* BEGIN Source excerpt *

BTW, this is the room the 30 is going in LMAO.


----------



## Skier76 (Aug 7, 2009)

That looks really nice! I've been wondering if this is something we should do in our VT A-Frame. Right now, the ceiling joists are semi exposed. The previous owner insulated, then put up cut up bits of wood panneling. It actually looks OK becauase  all the lines line up. But  tounge grove, like you have, would probably looki 10x better.


----------



## burntime (Aug 7, 2009)

Nice Job!  I wonder how much creaking your gonna hear when that wood starts drying out though :lol:   Really, nice job.  I am to the point where I do all my projects myself because there are so few people that do an exceptional job...you would get hired in my book!


----------



## Hogwildz (Aug 7, 2009)

Thanks guys, I been working on this for 3 years so far. Its still not perfect, but not rushed to the point where any major oopses exist.

* END Source excerpt *

_Required task A_:
Could you condense the paragraph in the forum thread that begins "That looks really nice!" into a short bulleted list that keeps its main facts?
_Required task B_:
Can you pull out the wording of the forum thread between "## burntime (Aug" and "major oopses exist.", inclusive, copying it word for word?

* BEGIN Stored records *

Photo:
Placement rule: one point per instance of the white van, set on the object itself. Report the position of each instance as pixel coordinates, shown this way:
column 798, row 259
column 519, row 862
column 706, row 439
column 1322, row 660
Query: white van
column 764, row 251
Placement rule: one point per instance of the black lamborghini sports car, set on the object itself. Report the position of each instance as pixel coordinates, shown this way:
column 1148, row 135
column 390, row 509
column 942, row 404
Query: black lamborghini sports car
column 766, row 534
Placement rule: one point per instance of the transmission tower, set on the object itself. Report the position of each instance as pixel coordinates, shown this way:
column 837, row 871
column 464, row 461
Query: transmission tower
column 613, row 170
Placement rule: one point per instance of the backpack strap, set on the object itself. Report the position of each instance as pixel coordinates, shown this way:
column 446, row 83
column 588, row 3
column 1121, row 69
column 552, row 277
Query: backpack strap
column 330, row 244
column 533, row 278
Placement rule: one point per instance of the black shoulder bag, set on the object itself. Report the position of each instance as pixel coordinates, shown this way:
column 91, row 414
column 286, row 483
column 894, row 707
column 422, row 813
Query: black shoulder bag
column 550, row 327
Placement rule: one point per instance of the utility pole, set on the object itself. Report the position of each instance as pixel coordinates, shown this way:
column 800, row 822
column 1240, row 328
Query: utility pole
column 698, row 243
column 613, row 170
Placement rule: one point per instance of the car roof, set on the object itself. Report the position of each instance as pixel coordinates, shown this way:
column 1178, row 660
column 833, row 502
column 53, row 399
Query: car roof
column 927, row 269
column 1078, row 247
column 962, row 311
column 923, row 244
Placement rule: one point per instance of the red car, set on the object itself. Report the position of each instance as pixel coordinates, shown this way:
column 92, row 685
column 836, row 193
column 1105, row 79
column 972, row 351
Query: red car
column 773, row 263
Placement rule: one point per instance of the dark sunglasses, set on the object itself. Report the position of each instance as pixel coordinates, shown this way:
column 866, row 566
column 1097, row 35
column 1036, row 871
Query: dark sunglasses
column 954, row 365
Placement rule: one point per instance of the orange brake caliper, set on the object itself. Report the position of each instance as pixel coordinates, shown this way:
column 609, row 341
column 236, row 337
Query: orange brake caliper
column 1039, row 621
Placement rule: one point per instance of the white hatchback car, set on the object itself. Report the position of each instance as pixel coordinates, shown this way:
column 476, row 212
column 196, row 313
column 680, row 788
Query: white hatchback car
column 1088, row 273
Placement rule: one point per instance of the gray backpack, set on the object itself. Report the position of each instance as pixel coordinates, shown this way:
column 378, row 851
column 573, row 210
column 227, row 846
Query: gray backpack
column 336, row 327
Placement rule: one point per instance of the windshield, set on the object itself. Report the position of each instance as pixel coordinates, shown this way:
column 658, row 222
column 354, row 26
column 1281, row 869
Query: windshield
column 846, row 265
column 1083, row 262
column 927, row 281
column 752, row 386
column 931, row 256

* END Stored records *

_Complete response A_:
- The writer likes the work and wonders about doing the same in their VT A-Frame.
- Its ceiling joists are currently semi-exposed.
- The previous owner insulated, then covered them with cut-up pieces of wood paneling.
- That looks OK because all the lines line up.
- Tongue and groove like the work shown would probably look ten times better.

_Complete response B_:
## burntime (Aug 7, 2009)

Nice Job!  I wonder how much creaking your gonna hear when that wood starts drying out though :lol:   Really, nice job.  I am to the point where I do all my projects myself because there are so few people that do an exceptional job...you would get hired in my book!


----------



## Hogwildz (Aug 7, 2009)

Thanks guys, I been working on this for 3 years so far. Its still not perfect, but not rushed to the point where any major oopses exist.